Top of Records shown

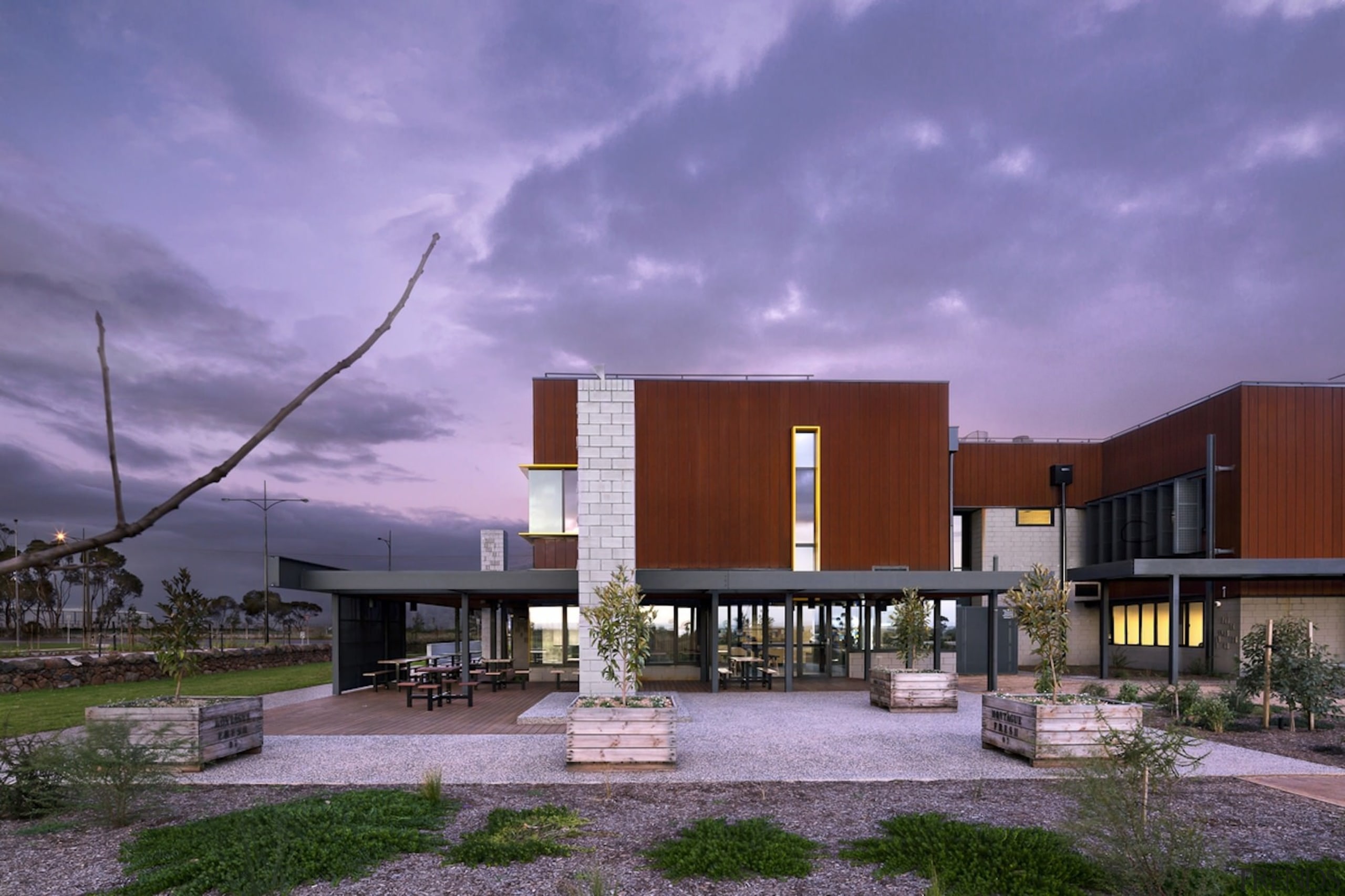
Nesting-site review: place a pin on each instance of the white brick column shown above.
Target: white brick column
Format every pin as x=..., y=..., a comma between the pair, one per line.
x=607, y=501
x=493, y=550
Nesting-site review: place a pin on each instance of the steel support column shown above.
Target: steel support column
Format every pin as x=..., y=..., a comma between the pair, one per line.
x=1105, y=633
x=713, y=642
x=993, y=641
x=1175, y=630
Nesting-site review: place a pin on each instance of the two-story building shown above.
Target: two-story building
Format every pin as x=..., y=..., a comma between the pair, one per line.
x=778, y=517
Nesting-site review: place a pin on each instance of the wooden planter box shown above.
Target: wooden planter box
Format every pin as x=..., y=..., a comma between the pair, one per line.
x=193, y=735
x=900, y=691
x=1052, y=734
x=620, y=735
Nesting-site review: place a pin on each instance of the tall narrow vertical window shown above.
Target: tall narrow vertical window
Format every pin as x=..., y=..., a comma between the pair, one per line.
x=806, y=499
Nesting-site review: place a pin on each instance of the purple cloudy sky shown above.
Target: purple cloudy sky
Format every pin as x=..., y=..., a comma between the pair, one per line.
x=1080, y=214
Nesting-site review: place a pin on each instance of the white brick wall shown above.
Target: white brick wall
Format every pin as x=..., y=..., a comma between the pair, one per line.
x=1328, y=615
x=493, y=550
x=607, y=501
x=1021, y=547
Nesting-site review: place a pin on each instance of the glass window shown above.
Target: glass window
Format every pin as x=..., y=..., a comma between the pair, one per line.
x=546, y=635
x=553, y=502
x=1036, y=517
x=806, y=498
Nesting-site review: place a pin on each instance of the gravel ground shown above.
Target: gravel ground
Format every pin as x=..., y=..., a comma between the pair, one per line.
x=832, y=773
x=729, y=738
x=1245, y=821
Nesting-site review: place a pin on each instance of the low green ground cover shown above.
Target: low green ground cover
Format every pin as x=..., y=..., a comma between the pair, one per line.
x=973, y=860
x=733, y=851
x=276, y=848
x=518, y=836
x=34, y=711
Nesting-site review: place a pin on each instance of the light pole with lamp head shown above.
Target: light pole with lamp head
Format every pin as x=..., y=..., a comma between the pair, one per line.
x=17, y=626
x=265, y=502
x=389, y=543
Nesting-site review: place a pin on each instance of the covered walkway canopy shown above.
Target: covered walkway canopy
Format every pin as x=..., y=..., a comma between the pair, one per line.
x=1204, y=568
x=364, y=623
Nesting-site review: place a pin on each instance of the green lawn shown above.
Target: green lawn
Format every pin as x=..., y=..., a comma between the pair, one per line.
x=53, y=710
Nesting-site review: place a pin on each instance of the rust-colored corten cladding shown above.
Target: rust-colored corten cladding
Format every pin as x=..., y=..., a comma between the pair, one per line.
x=1291, y=473
x=998, y=474
x=555, y=422
x=713, y=473
x=555, y=442
x=1175, y=446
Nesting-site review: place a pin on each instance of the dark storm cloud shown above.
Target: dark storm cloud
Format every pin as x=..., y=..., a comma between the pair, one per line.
x=183, y=360
x=1016, y=164
x=221, y=543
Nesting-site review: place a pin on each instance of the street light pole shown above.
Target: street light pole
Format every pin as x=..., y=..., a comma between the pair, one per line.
x=265, y=504
x=389, y=543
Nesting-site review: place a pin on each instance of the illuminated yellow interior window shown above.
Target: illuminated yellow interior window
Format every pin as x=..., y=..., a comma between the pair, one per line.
x=1036, y=517
x=1195, y=624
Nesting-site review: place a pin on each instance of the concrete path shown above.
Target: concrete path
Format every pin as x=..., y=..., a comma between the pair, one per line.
x=731, y=738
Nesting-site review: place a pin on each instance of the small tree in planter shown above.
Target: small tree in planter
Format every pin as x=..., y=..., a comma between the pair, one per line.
x=186, y=731
x=896, y=689
x=177, y=640
x=626, y=730
x=1052, y=728
x=1041, y=605
x=620, y=629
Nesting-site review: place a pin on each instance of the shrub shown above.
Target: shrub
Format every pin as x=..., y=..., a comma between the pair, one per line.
x=32, y=778
x=1212, y=713
x=276, y=848
x=733, y=851
x=111, y=773
x=1125, y=813
x=974, y=860
x=1301, y=878
x=518, y=836
x=1302, y=673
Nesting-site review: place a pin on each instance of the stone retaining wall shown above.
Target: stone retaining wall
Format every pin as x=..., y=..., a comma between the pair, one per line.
x=42, y=673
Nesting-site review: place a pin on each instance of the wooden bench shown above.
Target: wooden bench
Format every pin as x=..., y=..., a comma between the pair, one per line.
x=429, y=693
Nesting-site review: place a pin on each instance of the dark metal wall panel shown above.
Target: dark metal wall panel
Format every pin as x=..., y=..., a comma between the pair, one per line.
x=555, y=422
x=997, y=474
x=1175, y=446
x=556, y=554
x=370, y=630
x=713, y=475
x=1293, y=473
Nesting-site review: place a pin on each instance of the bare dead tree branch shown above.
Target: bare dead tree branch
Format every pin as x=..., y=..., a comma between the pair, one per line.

Bottom of Records shown

Problem to solve: Every line in the data that holds the string "interior" should be copied.

Response for this exercise:
Nesting-site review: place a pin on each instance of the illuminated yellow interior window shown above.
Target: illuminated yellow interior window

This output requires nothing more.